### Document section ###
More than 800 care home workers in West Sussex unvaccinated

More than 800 care home workers in West Sussex are yet to receive a Covid vaccination – as fears grow of a national staffing shortage with the deadline looming for all staff to get vaccinated.

Thursday, 2nd September 2021, 4:02 pm
Updated Thursday, 2nd September 2021, 4:49 pm

Under a decision passed by MPs in July, all eligible staff must be double-jabbed by November 11 in an older adult care home in a bid to protect residents.

But the move has been described as ‘ill-thought-out’ by care sector leaders who fear a major staffing crisis.

NHS figures show in West Sussex, 812 out of 10,388 eligible staff (eight per cent), including agency workers, at older adult care homes had not received a first dose by August 22.

More than 800 care home workers in West Sussex are yet to receive a Covid vaccination

That proportion has fallen from mid-June, shortly after the legislation for mandatory vaccinations was announced, when 14 per cent were unvaccinated.

Nadra Ahmed, chief executive of the National Care Association, said she was ‘extremely concerned’ over the impact of unvaccinated workers being forced out of care homes, come the November deadline.

She said the industry was already struggling to fill 115,000 vacancies.

The Department of Health and Social Care estimates around seven per cent of the care industry workforce – around 40,000 workers – risk being lost as a result of making vaccination a condition of employment in care homes.
### Exercise data ###
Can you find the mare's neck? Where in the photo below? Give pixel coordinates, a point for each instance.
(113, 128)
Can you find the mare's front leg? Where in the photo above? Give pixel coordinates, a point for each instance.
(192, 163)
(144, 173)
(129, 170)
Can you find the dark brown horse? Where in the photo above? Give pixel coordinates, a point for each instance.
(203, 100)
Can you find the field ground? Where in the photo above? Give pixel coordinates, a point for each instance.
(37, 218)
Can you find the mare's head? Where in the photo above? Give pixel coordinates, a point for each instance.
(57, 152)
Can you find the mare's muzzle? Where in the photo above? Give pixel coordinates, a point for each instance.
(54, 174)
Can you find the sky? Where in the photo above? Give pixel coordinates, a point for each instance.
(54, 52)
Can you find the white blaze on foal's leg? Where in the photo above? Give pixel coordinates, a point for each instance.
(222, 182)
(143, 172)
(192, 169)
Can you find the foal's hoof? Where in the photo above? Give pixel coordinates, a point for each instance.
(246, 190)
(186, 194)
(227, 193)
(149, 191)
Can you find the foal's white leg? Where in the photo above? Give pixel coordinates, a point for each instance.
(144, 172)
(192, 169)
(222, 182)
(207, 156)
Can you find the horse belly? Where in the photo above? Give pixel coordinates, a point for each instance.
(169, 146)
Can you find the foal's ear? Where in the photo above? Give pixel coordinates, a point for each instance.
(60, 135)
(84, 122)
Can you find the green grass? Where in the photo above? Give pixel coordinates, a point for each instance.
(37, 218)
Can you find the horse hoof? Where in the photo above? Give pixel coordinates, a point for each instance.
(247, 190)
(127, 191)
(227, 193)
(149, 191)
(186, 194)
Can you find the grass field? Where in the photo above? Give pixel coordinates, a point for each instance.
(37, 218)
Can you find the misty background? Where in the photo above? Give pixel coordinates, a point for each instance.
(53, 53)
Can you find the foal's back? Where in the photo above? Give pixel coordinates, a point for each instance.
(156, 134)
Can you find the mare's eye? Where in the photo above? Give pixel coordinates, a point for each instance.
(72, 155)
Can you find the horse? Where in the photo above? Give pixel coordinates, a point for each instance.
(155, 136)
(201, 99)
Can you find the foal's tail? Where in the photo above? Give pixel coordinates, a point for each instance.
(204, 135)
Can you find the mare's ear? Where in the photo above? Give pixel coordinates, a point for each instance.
###
» Problem description:
Answer from the article on unvaccinated care home workers in West Sussex:
1. By what date must all eligible staff in older adult care homes be double-jabbed?
2. What percentage of eligible staff were unvaccinated in mid-June?
3. How many vacancies did Nadra Ahmed say the industry was already struggling to fill?

» Response area:
1. November 11
2. 14 per cent
3. 115,000